Exercise: Find every line in the records that contains the word "white" and copy each of those lines. Case counts.

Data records
——

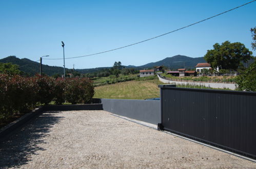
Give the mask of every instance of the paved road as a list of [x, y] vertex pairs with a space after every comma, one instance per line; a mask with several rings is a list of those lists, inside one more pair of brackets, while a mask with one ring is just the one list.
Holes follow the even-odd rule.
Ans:
[[103, 111], [45, 113], [0, 145], [0, 168], [256, 168]]

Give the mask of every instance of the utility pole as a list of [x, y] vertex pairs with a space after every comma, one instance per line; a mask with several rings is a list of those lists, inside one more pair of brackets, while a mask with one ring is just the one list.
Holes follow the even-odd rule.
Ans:
[[40, 76], [42, 76], [42, 57], [40, 57]]
[[64, 67], [64, 79], [65, 79], [65, 53], [64, 53], [64, 46], [65, 46], [65, 44], [64, 44], [64, 43], [63, 42], [63, 41], [62, 41], [62, 47], [63, 48], [63, 61], [64, 61], [64, 65], [63, 65], [63, 66]]
[[46, 56], [43, 56], [40, 57], [40, 76], [42, 76], [42, 57], [48, 57], [49, 55], [46, 55]]

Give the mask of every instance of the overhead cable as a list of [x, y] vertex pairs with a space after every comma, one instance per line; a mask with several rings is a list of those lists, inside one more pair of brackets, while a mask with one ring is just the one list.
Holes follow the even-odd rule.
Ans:
[[[203, 22], [204, 21], [205, 21], [205, 20], [209, 20], [209, 19], [211, 19], [211, 18], [212, 18], [213, 17], [215, 17], [216, 16], [220, 16], [220, 15], [222, 15], [222, 14], [224, 14], [225, 13], [230, 12], [231, 11], [232, 11], [233, 10], [237, 9], [239, 8], [240, 7], [243, 7], [244, 6], [245, 6], [245, 5], [246, 5], [247, 4], [249, 4], [250, 3], [253, 3], [253, 2], [255, 2], [255, 1], [256, 1], [256, 0], [252, 1], [249, 2], [248, 2], [248, 3], [246, 3], [246, 4], [244, 4], [243, 5], [240, 5], [240, 6], [238, 6], [238, 7], [237, 7], [235, 8], [232, 8], [231, 9], [230, 9], [229, 10], [226, 11], [225, 12], [220, 13], [219, 13], [218, 14], [216, 14], [216, 15], [215, 15], [214, 16], [211, 16], [210, 17], [207, 18], [206, 19], [201, 20], [200, 21], [194, 23], [193, 24], [192, 24], [189, 25], [188, 26], [185, 26], [184, 27], [182, 27], [182, 28], [179, 28], [179, 29], [177, 29], [174, 30], [173, 31], [172, 31], [166, 33], [164, 33], [164, 34], [163, 34], [162, 35], [159, 35], [159, 36], [156, 36], [154, 37], [150, 38], [147, 39], [146, 40], [142, 40], [142, 41], [139, 41], [139, 42], [137, 42], [137, 43], [134, 43], [134, 44], [130, 44], [130, 45], [127, 45], [127, 46], [123, 46], [123, 47], [120, 47], [120, 48], [115, 48], [115, 49], [109, 50], [108, 50], [108, 51], [104, 51], [104, 52], [96, 53], [94, 53], [94, 54], [89, 54], [89, 55], [84, 55], [84, 56], [75, 56], [75, 57], [67, 57], [67, 58], [65, 58], [65, 59], [72, 59], [72, 58], [75, 58], [83, 57], [86, 57], [86, 56], [90, 56], [97, 55], [97, 54], [102, 54], [102, 53], [104, 53], [109, 52], [113, 51], [114, 51], [114, 50], [121, 49], [122, 49], [122, 48], [127, 48], [127, 47], [130, 47], [131, 46], [133, 46], [133, 45], [137, 45], [137, 44], [141, 44], [141, 43], [145, 42], [146, 41], [152, 40], [152, 39], [156, 38], [157, 37], [161, 37], [161, 36], [163, 36], [166, 35], [167, 34], [170, 34], [171, 33], [173, 33], [173, 32], [179, 31], [180, 30], [182, 30], [182, 29], [185, 29], [185, 28], [191, 27], [191, 26], [193, 26], [193, 25], [195, 25], [195, 24], [199, 24], [199, 23], [202, 23], [202, 22]], [[44, 58], [44, 59], [48, 59], [48, 60], [58, 60], [58, 59], [63, 59], [63, 58]]]

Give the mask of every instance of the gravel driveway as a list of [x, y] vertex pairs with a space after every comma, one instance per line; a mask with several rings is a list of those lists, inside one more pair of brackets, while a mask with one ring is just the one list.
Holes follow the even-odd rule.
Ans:
[[1, 143], [0, 168], [256, 168], [104, 111], [46, 112]]

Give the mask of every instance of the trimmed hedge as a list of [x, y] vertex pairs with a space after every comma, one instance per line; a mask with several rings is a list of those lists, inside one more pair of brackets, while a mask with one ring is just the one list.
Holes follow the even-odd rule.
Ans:
[[64, 80], [40, 75], [25, 78], [0, 74], [0, 122], [52, 101], [56, 104], [65, 101], [90, 103], [93, 95], [93, 82], [88, 78]]

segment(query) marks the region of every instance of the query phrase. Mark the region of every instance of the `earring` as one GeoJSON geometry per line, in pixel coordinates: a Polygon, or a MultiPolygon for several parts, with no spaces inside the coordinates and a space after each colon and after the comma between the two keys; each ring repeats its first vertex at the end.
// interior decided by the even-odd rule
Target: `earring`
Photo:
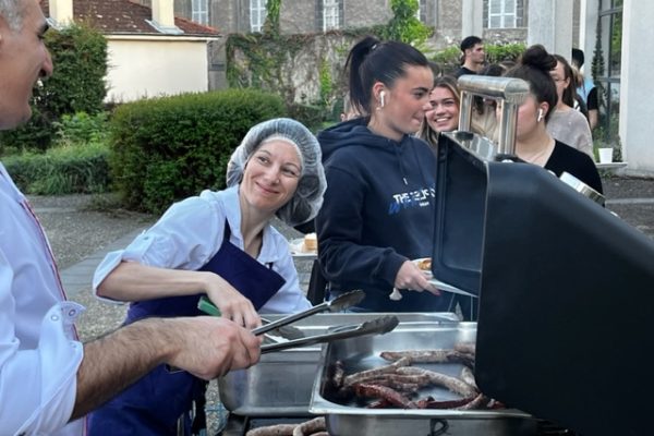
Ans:
{"type": "Polygon", "coordinates": [[[386,93],[383,90],[379,93],[379,106],[377,106],[377,110],[382,109],[385,105],[386,93]]]}

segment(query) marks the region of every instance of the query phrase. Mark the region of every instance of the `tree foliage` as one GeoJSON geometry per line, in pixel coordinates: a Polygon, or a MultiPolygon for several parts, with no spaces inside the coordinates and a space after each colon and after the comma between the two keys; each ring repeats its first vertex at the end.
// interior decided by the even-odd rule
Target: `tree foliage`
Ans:
{"type": "Polygon", "coordinates": [[[391,0],[392,17],[386,25],[384,38],[422,46],[432,35],[432,29],[417,20],[417,0],[391,0]]]}
{"type": "Polygon", "coordinates": [[[75,24],[48,32],[46,46],[55,64],[52,76],[35,86],[29,122],[0,133],[2,146],[45,150],[57,132],[53,123],[62,116],[76,112],[93,116],[104,110],[107,40],[102,34],[75,24]]]}

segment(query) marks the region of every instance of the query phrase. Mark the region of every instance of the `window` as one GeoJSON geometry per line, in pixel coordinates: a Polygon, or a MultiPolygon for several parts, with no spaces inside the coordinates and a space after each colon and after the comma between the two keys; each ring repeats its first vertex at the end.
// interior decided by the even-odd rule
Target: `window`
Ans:
{"type": "Polygon", "coordinates": [[[208,0],[193,0],[191,3],[191,20],[204,24],[209,24],[209,1],[208,0]]]}
{"type": "Polygon", "coordinates": [[[622,1],[598,2],[600,37],[593,57],[584,63],[586,74],[592,74],[600,105],[597,128],[593,137],[608,144],[618,144],[620,119],[620,66],[622,56],[622,1]]]}
{"type": "Polygon", "coordinates": [[[488,28],[517,27],[517,0],[488,0],[488,28]]]}
{"type": "Polygon", "coordinates": [[[323,32],[340,28],[339,0],[323,0],[323,32]]]}
{"type": "Polygon", "coordinates": [[[266,0],[250,1],[250,32],[262,32],[268,10],[266,9],[266,0]]]}
{"type": "Polygon", "coordinates": [[[417,0],[417,11],[415,11],[415,17],[422,23],[427,22],[427,4],[425,0],[417,0]]]}

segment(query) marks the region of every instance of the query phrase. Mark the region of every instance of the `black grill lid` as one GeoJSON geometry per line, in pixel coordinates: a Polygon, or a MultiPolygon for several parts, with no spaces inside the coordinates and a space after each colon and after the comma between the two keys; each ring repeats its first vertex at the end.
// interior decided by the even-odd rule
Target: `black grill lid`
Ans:
{"type": "Polygon", "coordinates": [[[439,146],[434,272],[476,283],[482,390],[583,435],[650,434],[654,242],[538,167],[439,146]]]}

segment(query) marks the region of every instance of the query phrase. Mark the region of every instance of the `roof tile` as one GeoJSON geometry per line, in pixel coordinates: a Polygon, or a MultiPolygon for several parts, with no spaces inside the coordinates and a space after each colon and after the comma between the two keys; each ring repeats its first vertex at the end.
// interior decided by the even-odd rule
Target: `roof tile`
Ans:
{"type": "MultiPolygon", "coordinates": [[[[49,16],[49,1],[41,0],[40,4],[44,14],[49,16]]],[[[152,20],[150,8],[131,0],[73,0],[73,14],[75,21],[87,22],[108,35],[164,35],[146,21],[152,20]]],[[[181,36],[219,35],[214,27],[177,16],[174,24],[184,32],[181,36]]]]}

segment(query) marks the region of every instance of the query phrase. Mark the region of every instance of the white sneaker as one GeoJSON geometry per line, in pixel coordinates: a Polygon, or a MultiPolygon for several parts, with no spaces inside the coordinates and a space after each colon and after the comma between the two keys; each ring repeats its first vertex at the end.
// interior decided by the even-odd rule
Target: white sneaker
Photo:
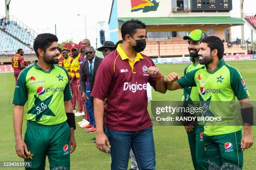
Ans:
{"type": "Polygon", "coordinates": [[[82,112],[77,112],[75,113],[75,116],[82,116],[84,115],[84,112],[83,111],[82,112]]]}
{"type": "Polygon", "coordinates": [[[77,122],[77,124],[78,125],[82,125],[82,124],[84,123],[84,121],[85,120],[85,119],[83,119],[82,121],[81,121],[81,122],[77,122]]]}
{"type": "Polygon", "coordinates": [[[90,123],[90,122],[88,122],[87,120],[84,120],[84,123],[80,125],[79,125],[79,127],[81,128],[84,128],[88,125],[90,123]]]}

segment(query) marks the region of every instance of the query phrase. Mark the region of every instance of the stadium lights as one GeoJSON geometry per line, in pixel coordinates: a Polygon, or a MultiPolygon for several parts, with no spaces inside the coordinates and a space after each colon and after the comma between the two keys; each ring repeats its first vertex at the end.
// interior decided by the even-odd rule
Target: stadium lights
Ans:
{"type": "Polygon", "coordinates": [[[87,31],[86,30],[86,16],[85,15],[77,14],[78,16],[83,16],[84,17],[84,24],[85,25],[85,38],[87,38],[87,31]]]}

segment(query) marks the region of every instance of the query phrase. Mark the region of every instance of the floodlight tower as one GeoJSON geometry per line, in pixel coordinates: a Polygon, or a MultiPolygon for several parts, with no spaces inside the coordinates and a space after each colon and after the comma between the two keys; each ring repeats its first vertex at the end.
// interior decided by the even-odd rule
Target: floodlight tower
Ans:
{"type": "Polygon", "coordinates": [[[9,19],[10,15],[10,12],[9,10],[9,6],[10,5],[10,2],[11,0],[5,0],[5,17],[9,19]]]}
{"type": "MultiPolygon", "coordinates": [[[[241,0],[241,6],[240,7],[241,11],[241,17],[243,17],[243,1],[244,0],[241,0]]],[[[241,41],[243,41],[244,42],[244,26],[243,25],[241,25],[241,41]]]]}

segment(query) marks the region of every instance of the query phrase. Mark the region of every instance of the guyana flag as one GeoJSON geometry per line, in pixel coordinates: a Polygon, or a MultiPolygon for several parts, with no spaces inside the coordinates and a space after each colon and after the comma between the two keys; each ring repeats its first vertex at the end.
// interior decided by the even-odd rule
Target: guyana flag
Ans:
{"type": "Polygon", "coordinates": [[[143,10],[143,12],[155,11],[157,10],[159,2],[155,0],[131,0],[131,12],[143,10]]]}

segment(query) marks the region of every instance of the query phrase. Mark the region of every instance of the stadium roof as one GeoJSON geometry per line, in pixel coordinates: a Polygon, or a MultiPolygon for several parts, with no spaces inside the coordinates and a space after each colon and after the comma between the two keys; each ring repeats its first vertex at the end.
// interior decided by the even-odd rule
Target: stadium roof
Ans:
{"type": "MultiPolygon", "coordinates": [[[[118,20],[126,21],[134,18],[118,18],[118,20]]],[[[135,19],[135,18],[134,18],[135,19]]],[[[241,18],[230,17],[152,17],[138,18],[147,25],[179,24],[230,24],[231,26],[241,25],[244,21],[241,18]]]]}

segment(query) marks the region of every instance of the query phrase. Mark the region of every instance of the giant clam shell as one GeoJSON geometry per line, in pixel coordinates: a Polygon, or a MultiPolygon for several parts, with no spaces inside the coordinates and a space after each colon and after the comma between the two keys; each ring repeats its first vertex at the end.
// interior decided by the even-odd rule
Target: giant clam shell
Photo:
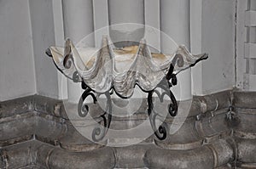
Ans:
{"type": "Polygon", "coordinates": [[[108,37],[103,37],[101,48],[76,48],[67,39],[64,48],[50,47],[47,54],[68,78],[84,81],[99,93],[113,88],[124,98],[132,95],[135,85],[144,91],[154,90],[166,76],[171,64],[173,73],[177,74],[207,58],[207,54],[191,54],[184,46],[177,47],[174,54],[152,54],[145,39],[138,47],[120,50],[108,37]],[[176,56],[177,63],[173,62],[176,56]]]}

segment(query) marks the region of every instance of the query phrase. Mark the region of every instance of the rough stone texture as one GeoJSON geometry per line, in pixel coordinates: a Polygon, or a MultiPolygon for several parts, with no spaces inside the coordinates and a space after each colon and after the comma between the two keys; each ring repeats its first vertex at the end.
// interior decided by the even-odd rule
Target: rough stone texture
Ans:
{"type": "MultiPolygon", "coordinates": [[[[31,96],[2,102],[0,168],[255,168],[255,97],[256,93],[231,91],[194,97],[177,132],[169,132],[164,141],[153,136],[119,148],[84,138],[60,100],[31,96]]],[[[114,117],[112,127],[134,127],[145,119],[143,112],[114,117]]],[[[172,121],[168,116],[168,127],[172,121]]]]}

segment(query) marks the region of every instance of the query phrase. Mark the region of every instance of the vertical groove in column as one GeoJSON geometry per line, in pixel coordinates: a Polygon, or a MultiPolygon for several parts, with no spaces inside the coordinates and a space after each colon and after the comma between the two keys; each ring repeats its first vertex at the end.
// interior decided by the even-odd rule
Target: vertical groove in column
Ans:
{"type": "MultiPolygon", "coordinates": [[[[64,36],[77,44],[84,37],[86,47],[95,46],[92,0],[62,0],[64,36]],[[89,37],[87,37],[89,36],[89,37]]],[[[67,81],[68,101],[78,103],[82,93],[79,83],[67,81]]]]}
{"type": "Polygon", "coordinates": [[[144,37],[144,0],[108,0],[108,3],[109,34],[115,46],[138,44],[144,37]]]}
{"type": "MultiPolygon", "coordinates": [[[[172,37],[177,45],[190,48],[189,0],[160,0],[160,29],[172,37]]],[[[170,44],[161,35],[161,51],[168,53],[170,44]]],[[[191,70],[182,72],[177,76],[178,85],[173,92],[179,100],[189,99],[191,93],[191,70]]]]}

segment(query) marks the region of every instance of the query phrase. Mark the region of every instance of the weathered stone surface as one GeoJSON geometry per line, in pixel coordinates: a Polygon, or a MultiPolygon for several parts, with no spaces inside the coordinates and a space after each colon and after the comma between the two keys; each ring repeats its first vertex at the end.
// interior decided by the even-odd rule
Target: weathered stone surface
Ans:
{"type": "Polygon", "coordinates": [[[137,144],[128,147],[113,148],[117,168],[143,168],[143,158],[148,149],[155,149],[153,144],[137,144]],[[131,162],[132,161],[132,162],[131,162]]]}
{"type": "MultiPolygon", "coordinates": [[[[177,132],[169,132],[165,141],[154,137],[153,142],[150,137],[120,148],[104,147],[83,137],[67,120],[60,100],[31,96],[2,102],[0,168],[253,168],[256,93],[236,92],[233,102],[231,96],[226,91],[195,97],[189,117],[177,132]]],[[[131,117],[113,117],[112,128],[136,127],[148,117],[143,109],[144,104],[131,117]]],[[[166,121],[169,127],[172,121],[169,116],[166,121]]]]}
{"type": "Polygon", "coordinates": [[[256,139],[237,140],[238,161],[243,163],[255,163],[256,139]]]}
{"type": "Polygon", "coordinates": [[[233,104],[236,108],[256,109],[256,92],[235,92],[233,104]]]}

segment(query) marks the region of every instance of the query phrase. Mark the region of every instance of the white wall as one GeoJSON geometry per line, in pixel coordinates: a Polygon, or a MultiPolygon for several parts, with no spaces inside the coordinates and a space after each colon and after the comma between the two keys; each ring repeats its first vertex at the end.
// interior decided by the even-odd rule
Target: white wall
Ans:
{"type": "Polygon", "coordinates": [[[30,0],[29,5],[37,93],[44,96],[58,98],[57,70],[52,59],[45,54],[46,48],[55,44],[52,0],[30,0]]]}
{"type": "Polygon", "coordinates": [[[0,1],[0,101],[36,93],[28,0],[0,1]]]}
{"type": "MultiPolygon", "coordinates": [[[[235,85],[236,1],[191,1],[190,37],[187,40],[190,38],[193,54],[209,54],[207,61],[192,70],[193,94],[204,95],[230,89],[235,85]]],[[[44,50],[55,45],[56,41],[60,45],[60,37],[63,37],[63,30],[59,33],[57,29],[61,25],[56,25],[62,22],[57,20],[55,11],[52,11],[53,8],[61,8],[53,7],[53,4],[61,5],[61,3],[53,3],[52,0],[0,1],[0,100],[34,93],[53,98],[60,95],[60,76],[50,58],[44,54],[44,50]],[[61,35],[58,37],[58,34],[61,35]]],[[[104,20],[98,20],[100,15],[95,10],[102,8],[107,13],[107,0],[104,3],[94,0],[93,5],[96,20],[92,26],[99,29],[108,24],[108,19],[104,16],[104,20]],[[104,7],[101,6],[103,4],[104,7]]],[[[145,0],[145,23],[160,28],[161,9],[159,2],[145,0]],[[154,8],[156,9],[152,10],[154,8]],[[148,17],[150,14],[154,20],[148,17]]],[[[61,14],[57,15],[62,20],[61,14]]],[[[181,19],[177,16],[177,20],[181,19]]],[[[161,21],[169,22],[170,20],[166,18],[161,21]]],[[[96,37],[97,46],[101,36],[96,37]]],[[[159,33],[150,34],[146,30],[146,37],[151,43],[156,42],[155,45],[160,46],[159,33]]],[[[186,43],[189,47],[189,42],[186,43]]]]}
{"type": "Polygon", "coordinates": [[[197,6],[194,4],[191,10],[191,50],[208,53],[209,59],[193,68],[194,94],[231,89],[235,86],[236,1],[195,2],[197,6]]]}

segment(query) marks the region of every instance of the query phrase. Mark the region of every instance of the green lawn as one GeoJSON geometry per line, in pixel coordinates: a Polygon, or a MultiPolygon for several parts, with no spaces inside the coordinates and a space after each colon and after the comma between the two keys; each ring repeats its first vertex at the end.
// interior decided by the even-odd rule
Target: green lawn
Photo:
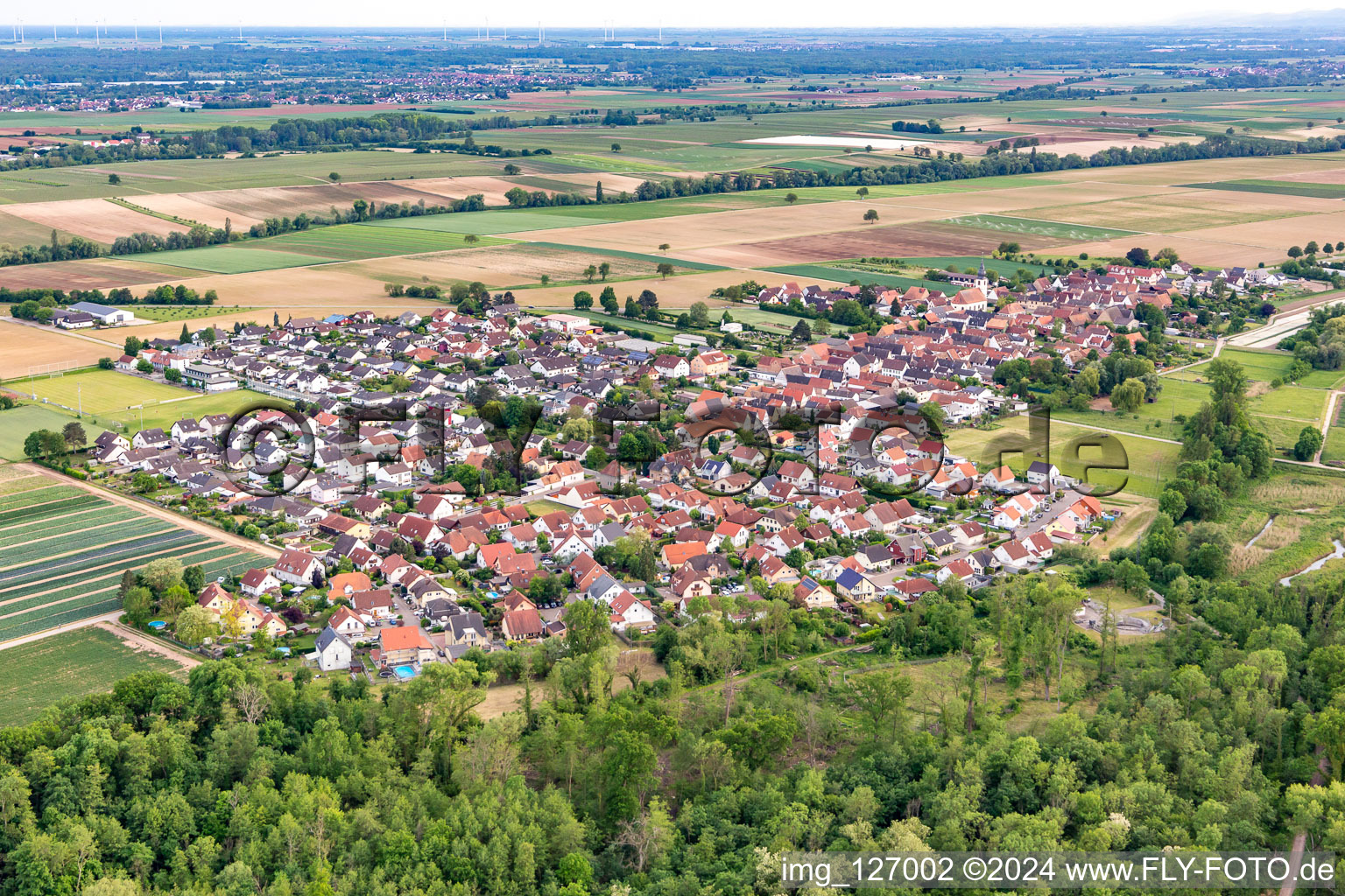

——

Written solution:
segment(query) marks the region of every instance of the query phrase. Mark the region of every instance of the white sneaker as one GeoJSON geometry per line, in pixel coordinates: a Polygon, or a MultiPolygon for several parts, with no spaces inside the coordinates and a space after each colon and after the comma between the two keys; each ring repeats its first vertex at the end.
Target: white sneaker
segment(query) marks the region of every instance of the query phrase. Mark the region of every instance of the white wall as one GeoJSON geometry per line, in pixel coordinates: a Polygon, or a MultiPolygon for several parts, with no spaces inside the coordinates and a space after each colon and after the comma between the two keys; each ring repeats its first vertex at the end.
Target: white wall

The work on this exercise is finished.